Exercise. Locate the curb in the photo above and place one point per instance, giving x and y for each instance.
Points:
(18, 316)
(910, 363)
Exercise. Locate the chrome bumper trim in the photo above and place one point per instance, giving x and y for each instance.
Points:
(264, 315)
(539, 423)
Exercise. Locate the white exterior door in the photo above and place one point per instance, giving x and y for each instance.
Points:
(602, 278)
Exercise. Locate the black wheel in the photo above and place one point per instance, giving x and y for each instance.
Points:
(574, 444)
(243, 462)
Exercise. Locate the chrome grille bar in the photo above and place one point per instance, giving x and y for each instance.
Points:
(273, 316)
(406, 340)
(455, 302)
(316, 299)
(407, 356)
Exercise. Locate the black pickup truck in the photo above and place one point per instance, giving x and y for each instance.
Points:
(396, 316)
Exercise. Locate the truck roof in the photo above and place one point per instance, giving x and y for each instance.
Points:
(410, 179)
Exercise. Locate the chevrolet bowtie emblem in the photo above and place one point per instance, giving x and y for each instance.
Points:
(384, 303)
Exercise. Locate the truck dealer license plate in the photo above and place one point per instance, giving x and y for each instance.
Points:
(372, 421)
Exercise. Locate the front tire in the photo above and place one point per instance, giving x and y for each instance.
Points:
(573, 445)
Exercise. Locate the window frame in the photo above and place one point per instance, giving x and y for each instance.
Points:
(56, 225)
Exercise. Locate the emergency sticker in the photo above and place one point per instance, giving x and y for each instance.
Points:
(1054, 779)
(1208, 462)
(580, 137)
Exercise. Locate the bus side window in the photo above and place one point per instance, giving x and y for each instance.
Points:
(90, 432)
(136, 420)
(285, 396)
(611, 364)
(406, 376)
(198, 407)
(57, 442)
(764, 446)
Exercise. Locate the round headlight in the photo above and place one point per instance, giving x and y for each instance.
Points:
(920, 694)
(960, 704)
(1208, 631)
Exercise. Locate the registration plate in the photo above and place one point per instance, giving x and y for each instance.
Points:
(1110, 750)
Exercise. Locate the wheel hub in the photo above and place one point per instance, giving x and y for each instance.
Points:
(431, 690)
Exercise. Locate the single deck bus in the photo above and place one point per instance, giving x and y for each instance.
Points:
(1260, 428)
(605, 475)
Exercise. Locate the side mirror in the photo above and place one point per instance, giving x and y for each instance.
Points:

*WHAT YOU ARE ASKED TO DO:* Express every line of the items above as a JSON list of strings, one string per line, with blank lines left out.

*SOLUTION TO THIS TASK:*
[
  "Exercise. Locate the curb in the photo above and place one point per instance, giving x and y for each instance.",
  "Points:",
  "(18, 316)",
  "(910, 363)",
  "Exercise. Locate the chrome bumper trim in the photo above and place one point per instance, giving x and y for each instance.",
  "Points:",
  "(264, 315)",
  "(539, 423)",
  "Exercise. Locate the white exterior door in the photo above and place one point per instance, giving x and y for each instance.",
  "Points:",
  "(602, 278)",
  "Exercise. Locate the black wheel in the photo above and place one point per instance, giving x and y for each instance.",
  "Points:",
  "(574, 444)",
  "(243, 462)",
  "Exercise. Locate the chrome grille bar in the photo above and place one point per instance, giving x and y for each instance.",
  "Points:",
  "(273, 316)",
  "(406, 340)",
  "(455, 302)",
  "(316, 299)",
  "(407, 356)",
  "Exercise. Locate the black pickup truck in the photo above and place one point per instance, giving x and y for each instance.",
  "Points:",
  "(396, 316)",
  "Exercise. Locate the truck roof in the photo above and place one point per instance, giving x and y for each instance.",
  "Points:",
  "(410, 179)",
  "Exercise. Locate the chevrolet bowtie emblem in the photo above and place one point per instance, giving x and y for each instance.",
  "Points:",
  "(384, 303)",
  "Exercise. Locate the truck dealer license plate in the photo above and place one point per instance, giving x and y for each instance.",
  "Points:",
  "(372, 421)",
  "Exercise. Locate the front tire in the photo above and place one point per instance, giving x and y for each instance.",
  "Points:",
  "(573, 445)",
  "Exercise. Locate the window frame in the photo above and place one point per instance, giving x and y for each instance.",
  "Points:",
  "(56, 225)",
  "Exercise. Locate the emergency sticker in the photo above and place one point per instance, giving x and y for each instance.",
  "Points:",
  "(1054, 779)",
  "(1208, 462)",
  "(580, 137)",
  "Exercise. Locate the bus side window in the photo above and place one point per instance, giving x and y for each instance.",
  "Points:",
  "(90, 432)",
  "(136, 420)",
  "(285, 396)",
  "(611, 364)",
  "(406, 376)",
  "(198, 407)",
  "(57, 442)",
  "(764, 446)",
  "Exercise. Locate the round headlight in the photo above and place one point per instance, giving x and y for each instance.",
  "Points:",
  "(920, 694)",
  "(960, 704)",
  "(1208, 631)",
  "Exercise. Locate the registration plate in the photo above and place one point per instance, giving x and y for each instance.",
  "Points:",
  "(1110, 750)",
  "Exercise. Locate the wheel hub in the photo above and place one point per instance, giving x and y for each instance.",
  "Points:",
  "(431, 690)",
  "Exercise. Locate the single deck bus in the photo above and place one point per instance, giving x and y for each instance.",
  "Points:",
  "(1260, 428)",
  "(605, 475)",
  "Exercise. Locate the side mirror in the photo above and place one point per instance, giving x and y for each instance.",
  "Points:"
]